= What is required =
Each line below should be restated exactly, with nothing dropped.

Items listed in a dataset
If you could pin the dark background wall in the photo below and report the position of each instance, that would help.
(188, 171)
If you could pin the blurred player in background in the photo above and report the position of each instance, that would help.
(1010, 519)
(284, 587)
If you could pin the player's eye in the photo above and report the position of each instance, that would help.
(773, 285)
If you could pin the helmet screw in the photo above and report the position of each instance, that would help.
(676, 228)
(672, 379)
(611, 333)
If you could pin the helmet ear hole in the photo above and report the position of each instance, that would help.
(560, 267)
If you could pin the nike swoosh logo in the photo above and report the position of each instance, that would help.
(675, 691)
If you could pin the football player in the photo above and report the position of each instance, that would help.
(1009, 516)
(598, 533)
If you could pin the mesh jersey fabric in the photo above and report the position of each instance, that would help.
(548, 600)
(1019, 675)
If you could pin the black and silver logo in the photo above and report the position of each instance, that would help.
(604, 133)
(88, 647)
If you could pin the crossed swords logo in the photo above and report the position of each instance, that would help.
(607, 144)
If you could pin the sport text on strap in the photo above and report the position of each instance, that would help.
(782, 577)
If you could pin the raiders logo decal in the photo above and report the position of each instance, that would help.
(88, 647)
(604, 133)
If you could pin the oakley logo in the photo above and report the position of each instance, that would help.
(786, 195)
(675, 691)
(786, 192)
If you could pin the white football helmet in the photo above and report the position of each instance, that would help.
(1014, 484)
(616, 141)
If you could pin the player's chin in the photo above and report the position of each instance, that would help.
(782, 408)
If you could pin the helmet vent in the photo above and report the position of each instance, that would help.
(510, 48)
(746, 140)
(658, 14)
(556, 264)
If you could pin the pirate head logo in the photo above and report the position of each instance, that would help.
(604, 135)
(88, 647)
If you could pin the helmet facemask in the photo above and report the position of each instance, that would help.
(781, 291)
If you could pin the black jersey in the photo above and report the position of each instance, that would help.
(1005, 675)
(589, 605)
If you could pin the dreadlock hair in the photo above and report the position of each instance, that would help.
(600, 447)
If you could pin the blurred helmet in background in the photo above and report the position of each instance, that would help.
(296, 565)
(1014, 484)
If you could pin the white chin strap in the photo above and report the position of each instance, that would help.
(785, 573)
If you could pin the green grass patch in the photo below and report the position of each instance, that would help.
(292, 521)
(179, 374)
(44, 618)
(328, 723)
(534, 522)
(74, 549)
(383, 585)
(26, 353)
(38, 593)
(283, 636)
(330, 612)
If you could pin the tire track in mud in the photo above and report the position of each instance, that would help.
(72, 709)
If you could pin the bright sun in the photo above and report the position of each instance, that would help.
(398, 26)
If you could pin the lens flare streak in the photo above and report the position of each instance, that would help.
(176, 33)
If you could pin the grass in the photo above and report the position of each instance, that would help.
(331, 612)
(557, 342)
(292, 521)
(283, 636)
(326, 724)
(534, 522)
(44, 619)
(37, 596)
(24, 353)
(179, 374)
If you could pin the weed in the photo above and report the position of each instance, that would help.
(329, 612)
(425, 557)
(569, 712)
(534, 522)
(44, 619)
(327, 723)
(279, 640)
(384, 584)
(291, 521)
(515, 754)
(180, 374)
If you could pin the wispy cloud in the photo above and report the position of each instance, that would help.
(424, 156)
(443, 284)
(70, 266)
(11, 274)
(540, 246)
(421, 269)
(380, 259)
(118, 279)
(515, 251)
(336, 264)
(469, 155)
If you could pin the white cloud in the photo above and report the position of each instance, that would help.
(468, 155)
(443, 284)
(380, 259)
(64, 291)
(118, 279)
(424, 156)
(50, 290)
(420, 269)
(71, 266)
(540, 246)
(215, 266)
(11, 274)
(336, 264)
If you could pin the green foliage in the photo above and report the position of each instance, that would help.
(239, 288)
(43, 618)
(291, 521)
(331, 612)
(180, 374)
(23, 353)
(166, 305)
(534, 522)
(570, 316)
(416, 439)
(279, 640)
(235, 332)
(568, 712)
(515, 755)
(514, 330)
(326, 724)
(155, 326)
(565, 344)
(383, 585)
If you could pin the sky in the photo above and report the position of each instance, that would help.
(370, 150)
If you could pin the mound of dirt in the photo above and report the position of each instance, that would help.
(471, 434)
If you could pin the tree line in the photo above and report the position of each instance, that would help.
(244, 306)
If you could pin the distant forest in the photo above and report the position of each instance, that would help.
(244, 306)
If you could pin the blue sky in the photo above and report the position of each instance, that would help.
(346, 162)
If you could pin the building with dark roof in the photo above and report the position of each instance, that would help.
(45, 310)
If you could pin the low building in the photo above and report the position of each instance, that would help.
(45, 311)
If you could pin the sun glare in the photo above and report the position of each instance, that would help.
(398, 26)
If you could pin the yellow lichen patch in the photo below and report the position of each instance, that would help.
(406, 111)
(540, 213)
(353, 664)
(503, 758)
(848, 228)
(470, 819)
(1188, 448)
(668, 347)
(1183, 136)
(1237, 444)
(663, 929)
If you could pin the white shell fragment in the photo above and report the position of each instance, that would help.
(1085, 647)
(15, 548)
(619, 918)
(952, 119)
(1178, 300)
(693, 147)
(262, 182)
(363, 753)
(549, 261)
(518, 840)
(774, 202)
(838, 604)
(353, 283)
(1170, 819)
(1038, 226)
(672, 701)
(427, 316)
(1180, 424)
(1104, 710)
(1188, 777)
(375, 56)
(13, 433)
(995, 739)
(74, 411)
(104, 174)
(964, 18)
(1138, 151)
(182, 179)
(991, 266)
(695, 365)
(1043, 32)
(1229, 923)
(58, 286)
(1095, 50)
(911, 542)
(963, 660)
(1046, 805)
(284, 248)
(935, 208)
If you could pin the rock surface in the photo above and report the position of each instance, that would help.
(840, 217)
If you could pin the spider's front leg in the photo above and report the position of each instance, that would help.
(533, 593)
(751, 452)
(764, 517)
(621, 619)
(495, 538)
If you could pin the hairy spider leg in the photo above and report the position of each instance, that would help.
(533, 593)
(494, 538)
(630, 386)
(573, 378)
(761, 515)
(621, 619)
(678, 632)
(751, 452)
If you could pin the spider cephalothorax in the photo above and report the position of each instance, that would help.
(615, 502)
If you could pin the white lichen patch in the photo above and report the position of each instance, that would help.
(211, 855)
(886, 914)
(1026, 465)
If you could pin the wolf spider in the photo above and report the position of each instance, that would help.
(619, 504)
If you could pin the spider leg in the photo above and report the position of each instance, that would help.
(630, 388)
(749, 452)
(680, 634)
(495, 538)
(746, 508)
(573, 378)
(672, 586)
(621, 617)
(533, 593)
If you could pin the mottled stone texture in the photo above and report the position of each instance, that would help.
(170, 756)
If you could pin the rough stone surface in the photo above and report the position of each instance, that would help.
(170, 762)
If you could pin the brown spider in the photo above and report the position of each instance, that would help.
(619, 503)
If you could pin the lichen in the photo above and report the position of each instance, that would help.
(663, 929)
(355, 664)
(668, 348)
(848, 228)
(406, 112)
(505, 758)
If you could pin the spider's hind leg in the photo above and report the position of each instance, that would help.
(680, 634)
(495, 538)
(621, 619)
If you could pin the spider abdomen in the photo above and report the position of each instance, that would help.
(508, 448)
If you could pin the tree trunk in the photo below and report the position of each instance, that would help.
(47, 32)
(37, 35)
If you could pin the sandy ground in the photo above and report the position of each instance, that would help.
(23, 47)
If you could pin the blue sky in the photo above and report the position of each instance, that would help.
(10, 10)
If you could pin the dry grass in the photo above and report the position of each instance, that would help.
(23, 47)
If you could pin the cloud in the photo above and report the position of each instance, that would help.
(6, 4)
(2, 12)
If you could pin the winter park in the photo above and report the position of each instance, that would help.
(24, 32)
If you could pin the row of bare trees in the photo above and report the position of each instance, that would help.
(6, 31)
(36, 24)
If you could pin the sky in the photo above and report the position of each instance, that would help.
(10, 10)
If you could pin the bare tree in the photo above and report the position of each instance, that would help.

= Answer space =
If you could pin the dark background wall in the photo below and report the position of each instance, that would help.
(188, 171)
If you could pin the blurred player in background in the photo above and report the position of each instance, that would help.
(1010, 519)
(284, 587)
If you could pin the player's eye in the photo above and report the position of each instance, that would help.
(773, 285)
If you could pin the helmet screw in the photo above and report the position of each instance, that would help.
(676, 228)
(672, 379)
(611, 333)
If you could pin the helmet ear hole in the photo above and report the position of each instance, that would help.
(560, 267)
If you could pin the nike swoosh logo in the photo above and report the position of each instance, that would help.
(675, 691)
If you could pin the football player in the photo above and report the position of each instance, that would help.
(1009, 516)
(598, 533)
If you could pin the mesh jersey fabric in the photo above and report the position of each instance, that would help.
(548, 600)
(1019, 675)
If you could pin the black and silver logo in the photo above and report the position of each instance, that would help.
(604, 133)
(88, 647)
If you could pin the crossed swords logo in the photo above and report the position of each instance, that would help.
(607, 144)
If you could pin the sport text on strap in the photo above and report the position of each instance, that would help.
(782, 577)
If you could pin the raiders logo decal in the photo above and report the position of each instance, that would help.
(88, 647)
(604, 133)
If you could pin the oakley logo in the photo above and report the position of each instance, that would help.
(786, 195)
(675, 691)
(786, 192)
If you could pin the white football helmet in the photo above and report the position of each instance, that would help.
(1014, 484)
(616, 141)
If you could pin the player's chin in the photo above and report the position of each instance, that would help.
(782, 408)
If you could pin the helmet vent in the photo above and report the position of each instance, that would help.
(510, 48)
(746, 140)
(658, 14)
(556, 264)
If you could pin the pirate head logo in the photo above and report the position of each instance, that would help.
(604, 135)
(88, 647)
If you could pin the helmet facemask in the photo above and report the position of each instance, that would help.
(781, 291)
If you could pin the black jersey in the photo above and report the position of each instance, that would help.
(1005, 675)
(589, 605)
If you could pin the dreadlock hair in the photo above and report the position of each instance, that would help.
(600, 447)
If you could pin the blurred helmet in background in the photo above and report the position of each instance, that would help.
(296, 565)
(1014, 484)
If you could pin the white chin strap in the photo above and report the position of each instance, that would help.
(785, 573)
If you could pin the green grass patch in the photo below and report the position of each instance, that would help.
(292, 521)
(179, 374)
(44, 618)
(328, 723)
(534, 522)
(74, 549)
(383, 585)
(26, 353)
(38, 593)
(283, 636)
(330, 612)
If you could pin the tire track in mud in the photo above and report the position of each instance, that would help.
(72, 709)
If you could pin the bright sun in the photo above and report the position of each instance, that would help.
(398, 26)
If you could pin the lens flare streak in the photo above and report the position of each instance, that would help.
(176, 33)
If you could pin the grass in the photo above and report the position of each instance, that would help.
(331, 612)
(557, 342)
(292, 521)
(283, 636)
(326, 724)
(534, 522)
(44, 619)
(37, 596)
(24, 353)
(179, 374)
If you could pin the weed in the photo above and report the position of each instance, that would help.
(329, 612)
(425, 557)
(569, 712)
(534, 522)
(44, 619)
(327, 723)
(279, 640)
(384, 584)
(291, 521)
(515, 754)
(180, 374)
If you could pin the wispy cloud in the photo above and report the position of each instance, that would help.
(424, 156)
(443, 284)
(70, 266)
(11, 274)
(540, 246)
(421, 269)
(380, 259)
(118, 279)
(515, 251)
(336, 264)
(469, 155)
If you could pin the white cloud in the photo above and report the position of each instance, that would help.
(468, 155)
(443, 284)
(380, 259)
(64, 291)
(118, 279)
(424, 156)
(50, 290)
(420, 269)
(71, 266)
(540, 246)
(215, 266)
(11, 274)
(336, 264)
If you could pin the green foliage in the photo above and report the position of each instance, that would help.
(239, 288)
(43, 618)
(291, 521)
(331, 612)
(180, 374)
(23, 353)
(166, 305)
(534, 522)
(570, 316)
(416, 439)
(279, 640)
(235, 332)
(568, 712)
(515, 755)
(514, 330)
(326, 724)
(155, 326)
(565, 344)
(383, 585)
If you could pin the sky in the photo above and report the position of each instance, that would help.
(370, 150)
If you could pin the mound of dirt in the photo above and report the position of each instance, that would help.
(471, 434)
If you could pin the tree line in the photo above and report the position of each instance, that would help.
(244, 306)
If you could pin the distant forest in the photo above and report the position of each instance, that would help.
(244, 306)
If you could pin the blue sky in the photo above and report the position of each instance, that would help.
(346, 162)
If you could pin the building with dark roof in the photo above and report the position of each instance, that would help.
(45, 310)
If you could pin the low building in the photo above and report the position of each instance, that would help.
(45, 311)
If you could pin the sun glare in the photo above and report the position of each instance, that would help.
(398, 26)
If you could pin the yellow lichen patch in the photo below and report the position of each instance, that would help.
(406, 111)
(540, 213)
(353, 664)
(503, 758)
(848, 228)
(470, 819)
(1188, 448)
(668, 347)
(1183, 136)
(1237, 444)
(663, 929)
If you could pin the white shell fragment in the photo above and report the position of each instance, that would help.
(1085, 647)
(15, 548)
(619, 918)
(952, 119)
(1178, 300)
(693, 147)
(262, 182)
(363, 753)
(549, 261)
(518, 840)
(774, 202)
(838, 604)
(353, 283)
(1170, 819)
(1038, 226)
(672, 701)
(427, 316)
(1180, 424)
(1104, 710)
(1188, 777)
(375, 56)
(13, 433)
(995, 739)
(74, 411)
(104, 174)
(964, 18)
(1138, 151)
(182, 179)
(991, 266)
(695, 365)
(1043, 32)
(1229, 923)
(58, 286)
(1095, 50)
(911, 542)
(963, 660)
(1046, 805)
(284, 248)
(935, 208)
If you could pin the rock surface in the photo above and report the position of each instance, that would help.
(840, 217)
If you could pin the spider's front leg in the photo above and report the position of each instance, that would help.
(533, 593)
(751, 452)
(764, 517)
(621, 619)
(495, 538)
If you could pin the hairy spider leg in the photo above and report the position of each instance, that would help.
(533, 593)
(494, 538)
(630, 386)
(573, 378)
(761, 515)
(621, 619)
(678, 632)
(751, 452)
If you could pin the spider cephalothorax in the photo above and report the position of each instance, that would help.
(615, 502)
If you could pin the white lichen patch in the photo above and report the position of each instance, that would help.
(211, 855)
(886, 914)
(1026, 465)
If you could pin the wolf spider in the photo above and report the position of each instance, that would help.
(619, 504)
If you could pin the spider leg in the photo above and report the position of each instance, that would help.
(630, 388)
(749, 452)
(680, 634)
(495, 538)
(746, 508)
(573, 378)
(672, 586)
(621, 617)
(533, 593)
If you could pin the mottled stone texture in the photo above and report the position of each instance, that would help.
(170, 756)
If you could pin the rough stone surface in the photo above and report the position of each instance, that would help.
(170, 762)
If you could pin the brown spider in the photo above and report the position of each instance, that would help.
(619, 503)
If you could pin the lichen in the photo above and report the position of each instance, that would help.
(663, 929)
(355, 664)
(668, 348)
(848, 228)
(406, 112)
(505, 758)
If you could pin the spider's hind leg in the photo above and report the position of each instance, that would help.
(680, 634)
(495, 538)
(621, 619)
If you could pin the spider abdomen in the photo above and report the position of each instance, that would help.
(508, 448)
If you could pin the tree trunk in the photo below and report the position of each instance, that would help.
(47, 32)
(37, 35)
If you could pin the sandy ground in the photo above and report the position of each instance, that would help.
(23, 47)
If you could pin the blue sky in the photo above and report the position of each instance, that would help.
(10, 10)
If you could pin the dry grass in the photo above and report the position of each instance, that would help.
(23, 47)
If you could pin the cloud in the photo above and report the position of each instance, that would help.
(6, 4)
(2, 12)
If you could pin the winter park in the photo above and report the position of each instance, that would help.
(24, 32)
If you could pin the row of bare trees in the photo above and report the position of each instance, that would help.
(6, 31)
(36, 24)
If you could pin the sky in the photo above and report the position of each instance, that would help.
(10, 10)
If you could pin the bare tree in the photo above and report the position of each instance, that would help.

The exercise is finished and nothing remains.